## Text block
The love I thought was strong enough to get me through this is in trouble. We met only 6 months before my diagnosis so it is a shock that he stayed at all. But, he did and he was great. Not great, incredible. And then chemo ended. Physically, I started to rebuild. Emotionally, I was and still am a mess. Instead of the supportive man he was during the most physically taxing portion of my treatment (TCHP), he started to turn on me. Perhaps the price was as expected…too high.
A passage in a book I’m reading struck me as a truth so vivid and terrifying I had to put it down for a while:

I don’t know how much time I have. Neither do you. A unique difference between me and most others is that, because of cancer, I have a deep and visceral sensation of time as it is happening. I feel it all around me, in every breath and mostly in every smile. I also feel it in every moment of sadness. I can feel time going away. It causes me enormous stress, which I try to relieve by packing my life so full of things that I won’t feel cheated when the time is up.
I tried to define clear goals and hoped that he would support them or even share them. But, he didn’t and that hurts.
While it is completely unfair to expect anyone to share the sensation of circling the drain with me, those around me must be above average in the gentle department or they must leave. I admit I’m fragile, sensitive, and anxious, personality flaws that don’t usually do well in the relationship game. The instability of my life is on par with California’s fault lines. I needed extra love and instead I got yelling, leaving, and confusion.

## Problem 1
In the post about cancer and a strained relationship, how long had the writer known the partner before the diagnosis?
## Problem 2
Continue the post about cancer and a strained relationship, picking up after its final sentence.

## Extracted data

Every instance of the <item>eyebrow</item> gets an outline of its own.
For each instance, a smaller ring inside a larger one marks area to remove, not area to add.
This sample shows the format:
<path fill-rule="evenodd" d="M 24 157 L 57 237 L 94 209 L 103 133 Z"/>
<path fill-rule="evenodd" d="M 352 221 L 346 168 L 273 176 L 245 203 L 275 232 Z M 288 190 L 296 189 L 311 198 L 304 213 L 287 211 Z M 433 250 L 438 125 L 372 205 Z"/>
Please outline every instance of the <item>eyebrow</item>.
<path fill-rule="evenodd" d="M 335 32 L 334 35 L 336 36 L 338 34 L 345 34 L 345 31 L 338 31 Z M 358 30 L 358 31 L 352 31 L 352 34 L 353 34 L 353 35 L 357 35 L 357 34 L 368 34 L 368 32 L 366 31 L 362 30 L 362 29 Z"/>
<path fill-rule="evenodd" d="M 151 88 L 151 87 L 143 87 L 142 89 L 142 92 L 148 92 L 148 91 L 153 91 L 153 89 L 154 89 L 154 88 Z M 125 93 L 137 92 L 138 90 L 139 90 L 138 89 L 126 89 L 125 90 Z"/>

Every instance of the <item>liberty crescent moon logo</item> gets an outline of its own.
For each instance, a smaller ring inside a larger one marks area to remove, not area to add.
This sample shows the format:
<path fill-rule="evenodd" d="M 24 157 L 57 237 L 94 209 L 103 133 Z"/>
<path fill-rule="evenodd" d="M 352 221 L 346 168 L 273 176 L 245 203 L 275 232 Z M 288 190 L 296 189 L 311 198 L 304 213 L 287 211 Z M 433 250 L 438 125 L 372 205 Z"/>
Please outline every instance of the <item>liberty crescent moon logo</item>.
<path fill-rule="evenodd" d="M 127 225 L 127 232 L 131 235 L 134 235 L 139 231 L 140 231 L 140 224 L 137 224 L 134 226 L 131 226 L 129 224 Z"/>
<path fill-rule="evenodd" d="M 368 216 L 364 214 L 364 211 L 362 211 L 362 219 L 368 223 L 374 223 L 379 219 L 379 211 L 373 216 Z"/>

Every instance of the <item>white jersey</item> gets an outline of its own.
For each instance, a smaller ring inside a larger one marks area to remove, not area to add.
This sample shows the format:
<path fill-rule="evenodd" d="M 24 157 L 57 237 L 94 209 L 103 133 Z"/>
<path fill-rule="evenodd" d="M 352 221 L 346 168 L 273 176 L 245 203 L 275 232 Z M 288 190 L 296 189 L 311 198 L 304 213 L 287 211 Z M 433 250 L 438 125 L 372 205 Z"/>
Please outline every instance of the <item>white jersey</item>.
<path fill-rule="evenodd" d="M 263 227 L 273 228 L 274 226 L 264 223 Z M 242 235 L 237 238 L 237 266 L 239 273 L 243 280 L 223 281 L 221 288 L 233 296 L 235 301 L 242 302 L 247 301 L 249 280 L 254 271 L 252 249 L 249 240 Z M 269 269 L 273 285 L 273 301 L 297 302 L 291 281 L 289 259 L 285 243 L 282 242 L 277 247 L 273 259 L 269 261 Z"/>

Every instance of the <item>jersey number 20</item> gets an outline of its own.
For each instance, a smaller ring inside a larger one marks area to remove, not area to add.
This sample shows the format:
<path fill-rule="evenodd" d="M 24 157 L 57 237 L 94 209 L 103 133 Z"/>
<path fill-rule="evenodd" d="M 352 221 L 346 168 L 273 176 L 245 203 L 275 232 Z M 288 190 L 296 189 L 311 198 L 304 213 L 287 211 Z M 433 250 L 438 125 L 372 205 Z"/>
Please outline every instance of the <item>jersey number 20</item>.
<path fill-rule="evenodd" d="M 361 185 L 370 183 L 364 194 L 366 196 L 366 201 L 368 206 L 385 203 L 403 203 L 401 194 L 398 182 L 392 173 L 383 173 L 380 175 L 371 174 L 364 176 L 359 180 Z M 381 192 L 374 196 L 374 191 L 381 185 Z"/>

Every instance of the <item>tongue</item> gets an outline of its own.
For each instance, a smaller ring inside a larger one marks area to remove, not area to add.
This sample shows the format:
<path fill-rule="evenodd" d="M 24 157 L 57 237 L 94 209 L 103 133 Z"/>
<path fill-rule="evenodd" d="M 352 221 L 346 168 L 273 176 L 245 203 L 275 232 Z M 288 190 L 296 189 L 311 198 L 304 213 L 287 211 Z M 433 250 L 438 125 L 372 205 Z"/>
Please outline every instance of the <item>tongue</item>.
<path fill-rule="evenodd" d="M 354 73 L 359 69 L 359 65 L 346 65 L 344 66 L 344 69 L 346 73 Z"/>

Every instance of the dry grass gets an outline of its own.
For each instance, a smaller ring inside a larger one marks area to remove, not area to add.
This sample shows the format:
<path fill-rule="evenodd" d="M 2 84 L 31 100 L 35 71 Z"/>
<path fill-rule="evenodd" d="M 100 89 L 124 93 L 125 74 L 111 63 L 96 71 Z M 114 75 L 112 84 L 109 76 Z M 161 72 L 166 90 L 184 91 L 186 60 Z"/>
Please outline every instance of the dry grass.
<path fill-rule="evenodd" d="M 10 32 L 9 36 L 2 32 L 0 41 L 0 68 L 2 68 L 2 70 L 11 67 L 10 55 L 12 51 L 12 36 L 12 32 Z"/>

## Exercise answer 1
Six months.

## Exercise answer 2
Eventually, the hurt began to span weeks, months, and now even years, time I wasn’t sure I’d have and certainly not time I wanted to waste. Was cancer the culprit? Yes, in a way. Cancer took everything from me and left me to pick up the pieces where they lay. Cancer made me need more out of the time I have left, a lofty predicament indeed. But, cancer also opened my eyes to the preciousness of time and how I had been spending it. There just is no going back.
I’m definitely struggling with letting go of the only comfort I had during my terrible treatment. But, like all things – winter, reading War and Peace, even cancer – this too shall pass. I hope there is something better waiting for me on the other side.